- WHAT IS BEING ASKED
Leave the pictures aside and write out exactly every line from the one containing "Query: interior door with glass panel" through the last line.

- DATASET EXTRACT
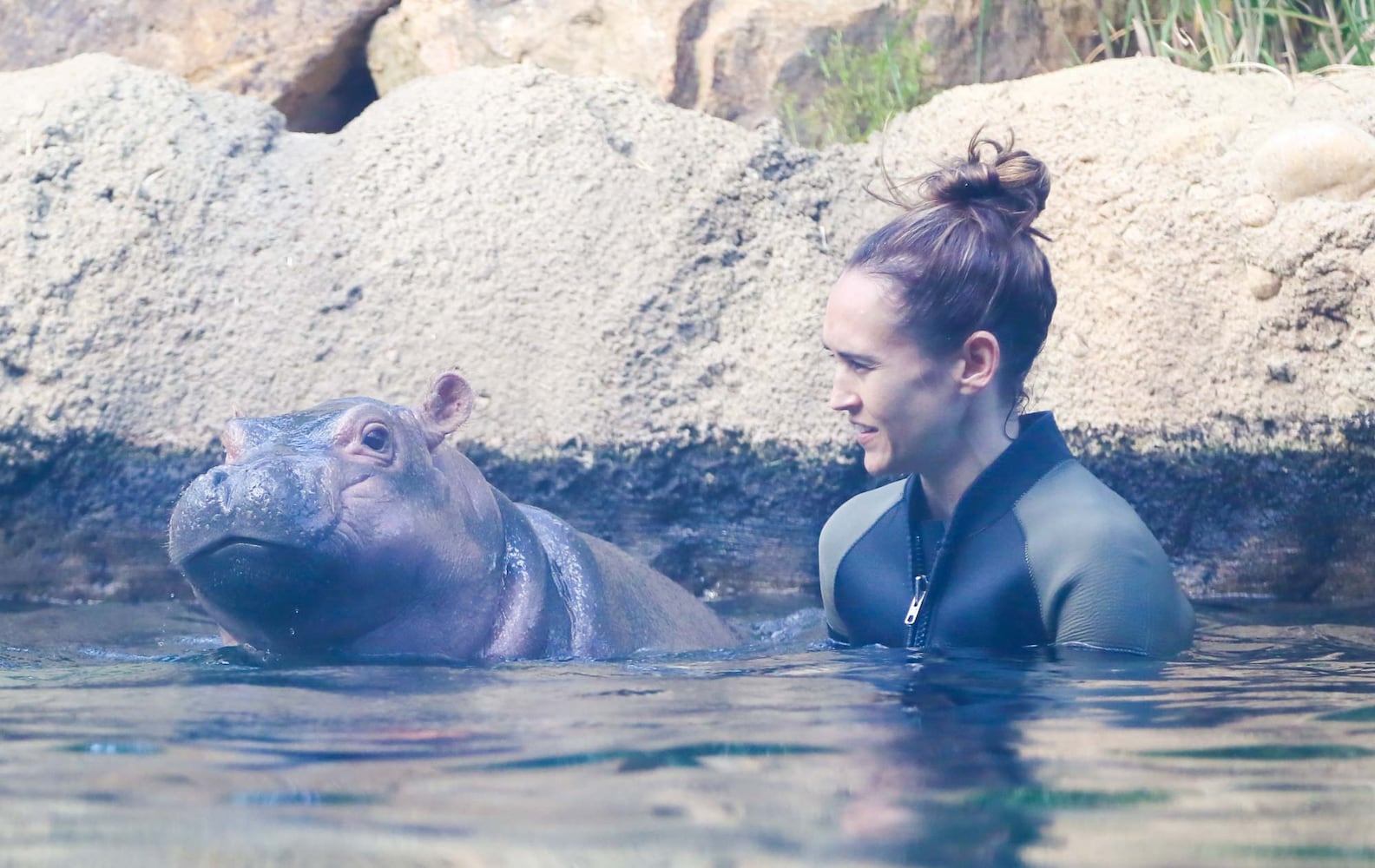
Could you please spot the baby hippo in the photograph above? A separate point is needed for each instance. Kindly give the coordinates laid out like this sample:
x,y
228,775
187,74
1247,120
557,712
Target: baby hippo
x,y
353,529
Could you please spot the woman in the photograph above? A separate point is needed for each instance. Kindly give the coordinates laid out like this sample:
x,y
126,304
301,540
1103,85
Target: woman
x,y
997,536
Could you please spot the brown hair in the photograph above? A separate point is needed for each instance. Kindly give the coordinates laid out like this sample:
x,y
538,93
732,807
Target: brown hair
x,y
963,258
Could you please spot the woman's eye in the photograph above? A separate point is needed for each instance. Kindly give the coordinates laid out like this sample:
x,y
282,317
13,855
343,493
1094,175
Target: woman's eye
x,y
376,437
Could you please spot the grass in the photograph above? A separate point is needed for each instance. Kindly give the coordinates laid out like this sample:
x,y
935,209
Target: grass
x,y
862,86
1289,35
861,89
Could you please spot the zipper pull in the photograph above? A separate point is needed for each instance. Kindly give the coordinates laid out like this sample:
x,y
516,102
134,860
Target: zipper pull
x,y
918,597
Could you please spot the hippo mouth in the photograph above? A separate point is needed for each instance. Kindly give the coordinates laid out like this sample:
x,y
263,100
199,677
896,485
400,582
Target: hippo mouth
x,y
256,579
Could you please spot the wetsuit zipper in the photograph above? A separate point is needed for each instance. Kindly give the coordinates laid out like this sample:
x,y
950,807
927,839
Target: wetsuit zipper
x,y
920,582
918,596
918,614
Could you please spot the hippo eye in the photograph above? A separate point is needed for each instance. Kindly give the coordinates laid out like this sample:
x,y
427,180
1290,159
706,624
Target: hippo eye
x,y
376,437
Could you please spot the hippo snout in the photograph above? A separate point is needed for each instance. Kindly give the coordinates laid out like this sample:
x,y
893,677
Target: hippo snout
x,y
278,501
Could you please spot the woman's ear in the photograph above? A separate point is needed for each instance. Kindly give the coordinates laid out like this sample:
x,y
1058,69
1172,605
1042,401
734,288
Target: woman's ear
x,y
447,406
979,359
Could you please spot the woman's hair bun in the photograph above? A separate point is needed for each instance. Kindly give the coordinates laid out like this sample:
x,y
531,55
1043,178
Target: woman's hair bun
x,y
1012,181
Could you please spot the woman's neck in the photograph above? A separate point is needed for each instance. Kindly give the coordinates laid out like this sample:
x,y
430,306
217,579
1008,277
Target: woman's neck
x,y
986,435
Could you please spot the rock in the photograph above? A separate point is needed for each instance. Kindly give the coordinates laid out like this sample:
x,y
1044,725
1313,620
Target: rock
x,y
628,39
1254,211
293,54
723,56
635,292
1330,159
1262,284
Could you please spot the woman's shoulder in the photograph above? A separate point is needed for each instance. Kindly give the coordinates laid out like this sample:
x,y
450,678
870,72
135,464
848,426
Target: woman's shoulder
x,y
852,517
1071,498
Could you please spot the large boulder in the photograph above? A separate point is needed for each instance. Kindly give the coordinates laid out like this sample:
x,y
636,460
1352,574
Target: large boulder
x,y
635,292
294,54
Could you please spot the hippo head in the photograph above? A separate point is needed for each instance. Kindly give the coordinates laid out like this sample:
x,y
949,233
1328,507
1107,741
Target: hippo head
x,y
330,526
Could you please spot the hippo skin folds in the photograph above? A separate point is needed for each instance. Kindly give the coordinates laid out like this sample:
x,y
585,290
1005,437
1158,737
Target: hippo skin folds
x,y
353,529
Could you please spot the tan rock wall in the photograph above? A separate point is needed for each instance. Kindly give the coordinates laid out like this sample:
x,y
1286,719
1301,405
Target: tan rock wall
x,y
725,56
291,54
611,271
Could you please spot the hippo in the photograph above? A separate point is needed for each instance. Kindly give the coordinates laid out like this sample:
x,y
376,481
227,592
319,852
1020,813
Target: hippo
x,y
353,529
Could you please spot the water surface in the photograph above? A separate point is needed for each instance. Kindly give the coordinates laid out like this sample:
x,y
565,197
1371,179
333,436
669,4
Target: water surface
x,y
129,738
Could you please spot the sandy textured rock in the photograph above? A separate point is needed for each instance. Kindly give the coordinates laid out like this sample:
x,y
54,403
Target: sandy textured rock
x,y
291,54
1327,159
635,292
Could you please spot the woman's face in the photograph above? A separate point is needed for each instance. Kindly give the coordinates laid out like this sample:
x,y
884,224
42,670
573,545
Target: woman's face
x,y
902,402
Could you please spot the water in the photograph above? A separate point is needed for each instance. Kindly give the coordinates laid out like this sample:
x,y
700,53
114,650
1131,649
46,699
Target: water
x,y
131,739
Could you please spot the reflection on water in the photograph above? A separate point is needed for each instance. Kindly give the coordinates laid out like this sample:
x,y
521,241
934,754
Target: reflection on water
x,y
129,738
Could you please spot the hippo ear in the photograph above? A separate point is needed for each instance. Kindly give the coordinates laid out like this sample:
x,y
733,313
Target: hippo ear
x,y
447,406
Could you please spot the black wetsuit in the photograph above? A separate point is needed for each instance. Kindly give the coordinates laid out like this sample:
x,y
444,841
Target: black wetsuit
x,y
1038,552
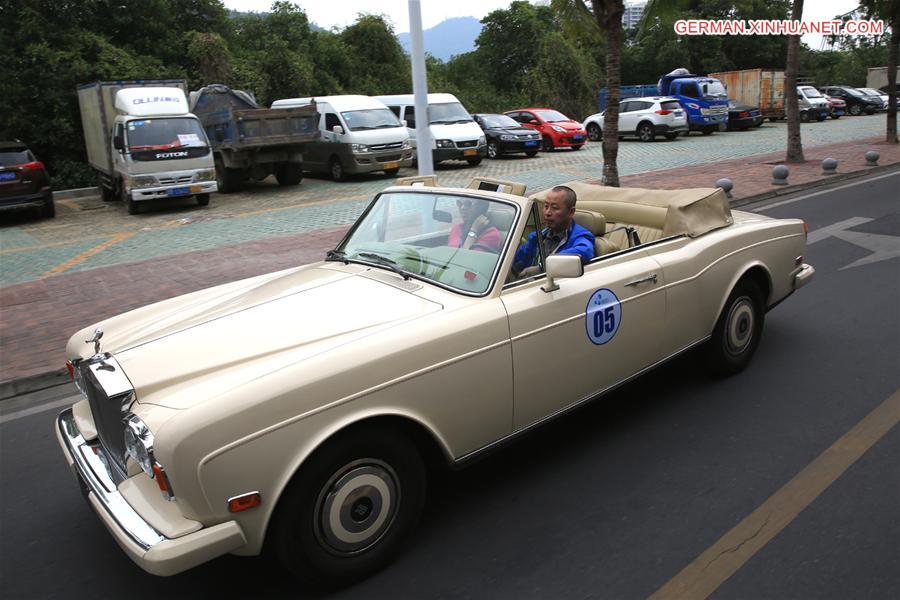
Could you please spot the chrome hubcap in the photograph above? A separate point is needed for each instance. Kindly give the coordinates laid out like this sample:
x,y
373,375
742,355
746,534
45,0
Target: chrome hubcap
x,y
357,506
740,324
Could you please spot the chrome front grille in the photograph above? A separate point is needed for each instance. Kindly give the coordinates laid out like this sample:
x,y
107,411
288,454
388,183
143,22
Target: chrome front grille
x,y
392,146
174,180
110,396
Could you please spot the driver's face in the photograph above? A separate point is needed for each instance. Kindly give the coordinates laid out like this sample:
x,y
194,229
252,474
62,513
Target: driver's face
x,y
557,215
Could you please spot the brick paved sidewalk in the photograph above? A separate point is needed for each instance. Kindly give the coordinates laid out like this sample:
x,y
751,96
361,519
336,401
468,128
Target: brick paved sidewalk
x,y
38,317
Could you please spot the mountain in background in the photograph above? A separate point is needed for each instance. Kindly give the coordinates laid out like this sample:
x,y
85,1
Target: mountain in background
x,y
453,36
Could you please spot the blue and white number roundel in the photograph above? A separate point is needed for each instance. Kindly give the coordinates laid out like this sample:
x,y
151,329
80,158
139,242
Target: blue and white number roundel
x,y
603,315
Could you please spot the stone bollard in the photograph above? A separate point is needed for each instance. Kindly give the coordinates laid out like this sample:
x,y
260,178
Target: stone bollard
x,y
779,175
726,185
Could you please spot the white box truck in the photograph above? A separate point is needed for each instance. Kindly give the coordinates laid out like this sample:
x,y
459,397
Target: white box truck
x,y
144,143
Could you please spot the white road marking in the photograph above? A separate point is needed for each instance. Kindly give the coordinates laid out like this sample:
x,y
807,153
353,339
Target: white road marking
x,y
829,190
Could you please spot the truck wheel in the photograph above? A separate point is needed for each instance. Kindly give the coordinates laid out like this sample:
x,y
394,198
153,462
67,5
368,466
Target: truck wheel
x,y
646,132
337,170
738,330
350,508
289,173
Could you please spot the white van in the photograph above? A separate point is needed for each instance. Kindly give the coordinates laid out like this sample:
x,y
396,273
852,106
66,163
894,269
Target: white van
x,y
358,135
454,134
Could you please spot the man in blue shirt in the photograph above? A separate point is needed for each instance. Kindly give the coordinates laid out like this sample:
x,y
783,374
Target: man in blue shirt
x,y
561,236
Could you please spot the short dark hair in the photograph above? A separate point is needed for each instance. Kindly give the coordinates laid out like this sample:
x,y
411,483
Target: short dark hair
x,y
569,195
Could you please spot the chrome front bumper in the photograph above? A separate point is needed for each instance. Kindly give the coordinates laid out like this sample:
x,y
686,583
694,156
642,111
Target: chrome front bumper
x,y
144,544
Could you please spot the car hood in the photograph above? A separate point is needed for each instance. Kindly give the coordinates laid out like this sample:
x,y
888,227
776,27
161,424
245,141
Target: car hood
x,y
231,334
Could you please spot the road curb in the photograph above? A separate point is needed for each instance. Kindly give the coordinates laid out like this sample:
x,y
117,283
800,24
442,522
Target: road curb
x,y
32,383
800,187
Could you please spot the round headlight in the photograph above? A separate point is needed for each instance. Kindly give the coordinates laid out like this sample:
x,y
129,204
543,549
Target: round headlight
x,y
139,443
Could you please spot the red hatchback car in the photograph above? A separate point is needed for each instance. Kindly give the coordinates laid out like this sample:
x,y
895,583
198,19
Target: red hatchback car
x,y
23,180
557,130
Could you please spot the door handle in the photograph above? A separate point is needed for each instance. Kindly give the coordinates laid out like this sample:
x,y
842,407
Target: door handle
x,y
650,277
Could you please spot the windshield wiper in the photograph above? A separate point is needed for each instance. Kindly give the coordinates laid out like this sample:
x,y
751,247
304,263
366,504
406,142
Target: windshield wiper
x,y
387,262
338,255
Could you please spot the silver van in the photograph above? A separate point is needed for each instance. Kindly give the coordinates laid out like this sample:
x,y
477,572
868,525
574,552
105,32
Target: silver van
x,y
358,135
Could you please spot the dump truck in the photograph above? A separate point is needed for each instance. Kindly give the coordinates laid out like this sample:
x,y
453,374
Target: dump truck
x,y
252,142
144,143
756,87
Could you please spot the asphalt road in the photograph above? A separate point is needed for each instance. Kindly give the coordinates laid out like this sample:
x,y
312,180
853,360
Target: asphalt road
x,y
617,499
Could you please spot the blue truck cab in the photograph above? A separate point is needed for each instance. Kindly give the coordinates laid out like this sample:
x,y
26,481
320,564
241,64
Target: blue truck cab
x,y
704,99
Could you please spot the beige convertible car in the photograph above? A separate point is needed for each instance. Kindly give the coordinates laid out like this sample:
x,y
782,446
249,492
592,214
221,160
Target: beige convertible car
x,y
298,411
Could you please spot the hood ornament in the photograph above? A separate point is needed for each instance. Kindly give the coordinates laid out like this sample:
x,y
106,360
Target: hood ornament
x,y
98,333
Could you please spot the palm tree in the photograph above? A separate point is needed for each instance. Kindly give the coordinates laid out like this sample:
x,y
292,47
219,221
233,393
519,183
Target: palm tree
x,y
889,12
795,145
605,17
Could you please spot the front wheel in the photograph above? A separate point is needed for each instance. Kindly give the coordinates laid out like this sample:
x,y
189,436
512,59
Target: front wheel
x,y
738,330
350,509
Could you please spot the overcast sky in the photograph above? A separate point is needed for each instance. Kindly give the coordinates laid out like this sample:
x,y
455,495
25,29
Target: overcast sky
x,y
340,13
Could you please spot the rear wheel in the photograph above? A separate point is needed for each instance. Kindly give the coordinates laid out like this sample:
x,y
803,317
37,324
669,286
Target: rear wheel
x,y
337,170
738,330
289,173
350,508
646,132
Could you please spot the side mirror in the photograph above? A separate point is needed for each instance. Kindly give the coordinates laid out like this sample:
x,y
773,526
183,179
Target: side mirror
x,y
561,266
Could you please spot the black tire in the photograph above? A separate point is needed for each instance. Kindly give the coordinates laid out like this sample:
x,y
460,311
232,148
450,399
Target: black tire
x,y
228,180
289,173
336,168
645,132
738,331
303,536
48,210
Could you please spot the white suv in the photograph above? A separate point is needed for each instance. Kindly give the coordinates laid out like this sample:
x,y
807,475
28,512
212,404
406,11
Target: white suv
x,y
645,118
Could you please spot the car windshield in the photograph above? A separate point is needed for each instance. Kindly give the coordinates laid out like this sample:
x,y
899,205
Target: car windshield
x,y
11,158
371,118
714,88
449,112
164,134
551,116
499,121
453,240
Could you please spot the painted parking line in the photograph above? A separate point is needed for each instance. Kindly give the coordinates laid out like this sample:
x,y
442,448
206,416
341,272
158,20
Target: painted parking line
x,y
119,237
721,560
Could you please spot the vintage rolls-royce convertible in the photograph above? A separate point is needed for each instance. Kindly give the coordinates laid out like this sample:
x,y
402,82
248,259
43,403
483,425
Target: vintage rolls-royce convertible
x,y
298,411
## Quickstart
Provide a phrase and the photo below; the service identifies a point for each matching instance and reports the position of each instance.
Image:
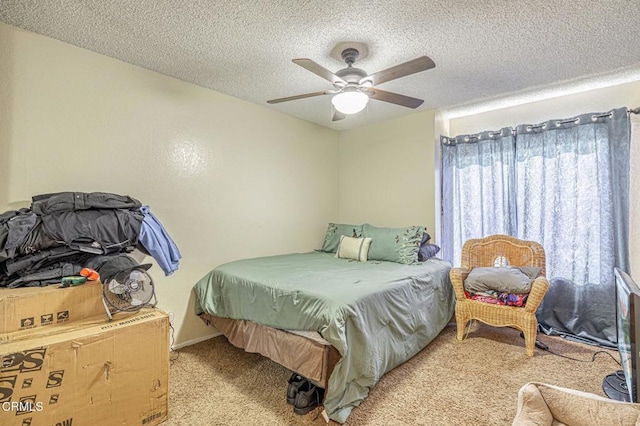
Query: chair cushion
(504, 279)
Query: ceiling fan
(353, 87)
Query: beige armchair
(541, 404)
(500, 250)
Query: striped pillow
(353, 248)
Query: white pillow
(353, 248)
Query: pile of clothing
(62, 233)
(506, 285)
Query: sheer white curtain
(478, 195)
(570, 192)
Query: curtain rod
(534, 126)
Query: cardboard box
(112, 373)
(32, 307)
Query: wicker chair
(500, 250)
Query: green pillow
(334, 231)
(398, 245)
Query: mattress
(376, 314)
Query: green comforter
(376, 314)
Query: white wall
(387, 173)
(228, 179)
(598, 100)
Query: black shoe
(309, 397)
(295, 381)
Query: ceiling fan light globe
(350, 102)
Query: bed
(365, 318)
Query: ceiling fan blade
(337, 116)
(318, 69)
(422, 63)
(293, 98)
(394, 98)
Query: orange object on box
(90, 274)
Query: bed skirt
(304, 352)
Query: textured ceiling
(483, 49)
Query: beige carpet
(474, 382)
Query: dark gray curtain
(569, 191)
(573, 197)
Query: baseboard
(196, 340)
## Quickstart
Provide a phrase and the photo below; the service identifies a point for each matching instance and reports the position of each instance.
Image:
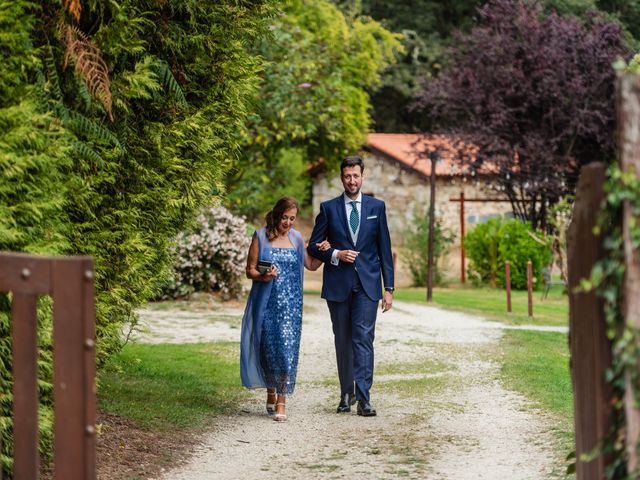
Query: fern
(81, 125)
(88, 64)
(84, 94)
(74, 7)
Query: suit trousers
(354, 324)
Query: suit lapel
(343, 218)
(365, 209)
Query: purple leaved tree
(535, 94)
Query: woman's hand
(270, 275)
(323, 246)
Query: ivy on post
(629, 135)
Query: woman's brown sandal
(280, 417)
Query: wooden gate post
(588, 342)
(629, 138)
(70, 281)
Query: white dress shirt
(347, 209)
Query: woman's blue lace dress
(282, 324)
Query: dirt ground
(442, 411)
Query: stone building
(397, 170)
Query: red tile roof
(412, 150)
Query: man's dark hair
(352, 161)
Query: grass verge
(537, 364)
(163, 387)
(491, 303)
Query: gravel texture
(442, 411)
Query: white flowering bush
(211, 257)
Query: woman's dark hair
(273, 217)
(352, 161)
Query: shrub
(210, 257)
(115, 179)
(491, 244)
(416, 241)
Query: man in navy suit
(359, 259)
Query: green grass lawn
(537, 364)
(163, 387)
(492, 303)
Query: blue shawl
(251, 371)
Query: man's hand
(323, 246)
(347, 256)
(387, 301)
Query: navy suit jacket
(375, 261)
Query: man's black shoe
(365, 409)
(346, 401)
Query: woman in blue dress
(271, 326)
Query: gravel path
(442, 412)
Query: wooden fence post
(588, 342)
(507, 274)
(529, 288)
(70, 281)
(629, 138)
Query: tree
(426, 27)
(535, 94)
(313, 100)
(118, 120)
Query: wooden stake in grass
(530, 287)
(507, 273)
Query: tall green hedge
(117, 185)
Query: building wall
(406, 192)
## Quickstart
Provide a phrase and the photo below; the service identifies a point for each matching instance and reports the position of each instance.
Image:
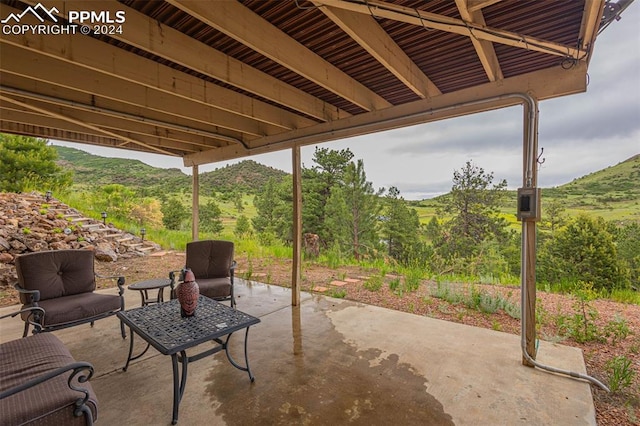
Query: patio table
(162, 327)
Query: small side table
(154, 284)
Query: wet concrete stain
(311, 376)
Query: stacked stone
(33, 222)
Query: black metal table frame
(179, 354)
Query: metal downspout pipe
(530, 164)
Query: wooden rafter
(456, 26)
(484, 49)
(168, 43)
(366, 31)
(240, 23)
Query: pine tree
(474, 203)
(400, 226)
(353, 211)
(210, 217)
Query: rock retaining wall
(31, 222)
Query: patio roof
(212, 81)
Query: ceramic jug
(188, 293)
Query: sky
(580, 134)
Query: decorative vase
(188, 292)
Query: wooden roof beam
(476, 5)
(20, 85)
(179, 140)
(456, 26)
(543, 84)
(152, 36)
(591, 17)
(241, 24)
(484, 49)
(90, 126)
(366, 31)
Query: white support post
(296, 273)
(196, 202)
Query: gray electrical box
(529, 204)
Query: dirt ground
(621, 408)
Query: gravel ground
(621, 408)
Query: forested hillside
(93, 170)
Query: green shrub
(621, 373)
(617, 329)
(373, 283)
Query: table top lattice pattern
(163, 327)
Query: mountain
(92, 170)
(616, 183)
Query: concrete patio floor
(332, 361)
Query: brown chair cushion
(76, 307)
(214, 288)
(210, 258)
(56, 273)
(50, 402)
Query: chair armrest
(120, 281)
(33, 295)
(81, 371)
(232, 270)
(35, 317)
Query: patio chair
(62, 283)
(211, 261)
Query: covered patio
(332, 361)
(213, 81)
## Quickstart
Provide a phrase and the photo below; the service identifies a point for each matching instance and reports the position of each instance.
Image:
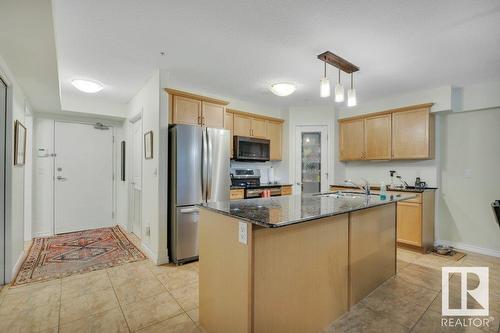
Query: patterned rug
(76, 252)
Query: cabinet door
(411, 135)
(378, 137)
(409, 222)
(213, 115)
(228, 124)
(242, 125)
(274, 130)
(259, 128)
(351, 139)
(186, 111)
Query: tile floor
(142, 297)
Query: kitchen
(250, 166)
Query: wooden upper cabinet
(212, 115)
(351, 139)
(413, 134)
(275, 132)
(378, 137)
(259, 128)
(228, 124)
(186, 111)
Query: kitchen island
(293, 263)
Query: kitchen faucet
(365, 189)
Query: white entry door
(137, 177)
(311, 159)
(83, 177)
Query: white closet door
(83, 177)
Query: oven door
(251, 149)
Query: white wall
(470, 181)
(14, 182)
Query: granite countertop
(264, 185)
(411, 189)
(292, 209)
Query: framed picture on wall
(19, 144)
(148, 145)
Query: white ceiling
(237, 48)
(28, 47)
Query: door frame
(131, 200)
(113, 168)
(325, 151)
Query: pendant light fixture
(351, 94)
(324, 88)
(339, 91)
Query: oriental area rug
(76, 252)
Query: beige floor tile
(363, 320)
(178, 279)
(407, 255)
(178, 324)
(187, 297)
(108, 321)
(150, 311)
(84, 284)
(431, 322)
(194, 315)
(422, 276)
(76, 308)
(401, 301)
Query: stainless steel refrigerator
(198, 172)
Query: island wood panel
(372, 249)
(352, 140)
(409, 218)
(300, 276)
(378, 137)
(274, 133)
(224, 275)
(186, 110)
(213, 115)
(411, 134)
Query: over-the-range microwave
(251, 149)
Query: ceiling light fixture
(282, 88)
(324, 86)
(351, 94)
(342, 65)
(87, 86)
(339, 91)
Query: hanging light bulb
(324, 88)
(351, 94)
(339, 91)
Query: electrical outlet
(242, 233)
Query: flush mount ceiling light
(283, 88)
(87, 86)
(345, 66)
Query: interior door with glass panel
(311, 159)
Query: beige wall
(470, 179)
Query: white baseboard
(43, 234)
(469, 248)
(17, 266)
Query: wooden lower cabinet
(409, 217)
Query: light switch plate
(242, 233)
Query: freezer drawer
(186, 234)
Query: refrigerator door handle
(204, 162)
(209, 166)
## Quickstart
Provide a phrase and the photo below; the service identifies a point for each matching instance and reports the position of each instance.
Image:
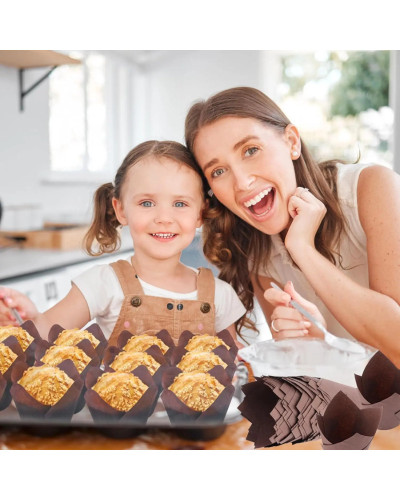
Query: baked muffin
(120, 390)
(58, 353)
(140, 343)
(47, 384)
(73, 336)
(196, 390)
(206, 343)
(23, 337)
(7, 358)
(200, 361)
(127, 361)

- FULL OUTPUT
Query: interior door with glass panel
(311, 159)
Query: beige wall
(470, 179)
Query: white baseboard
(43, 234)
(469, 248)
(17, 266)
Query: wooden lower cabinet
(409, 217)
Query: light switch plate
(242, 233)
Query: freezer drawer
(186, 234)
Query: refrigerator door handle
(204, 162)
(209, 166)
## Quickstart
Provide a phrase and the photo below; the service identifies a point for each matching instance and reports the position of each instance.
Image:
Query: baked muffin
(120, 390)
(58, 353)
(140, 343)
(47, 384)
(73, 336)
(196, 390)
(206, 343)
(23, 337)
(7, 358)
(200, 361)
(127, 361)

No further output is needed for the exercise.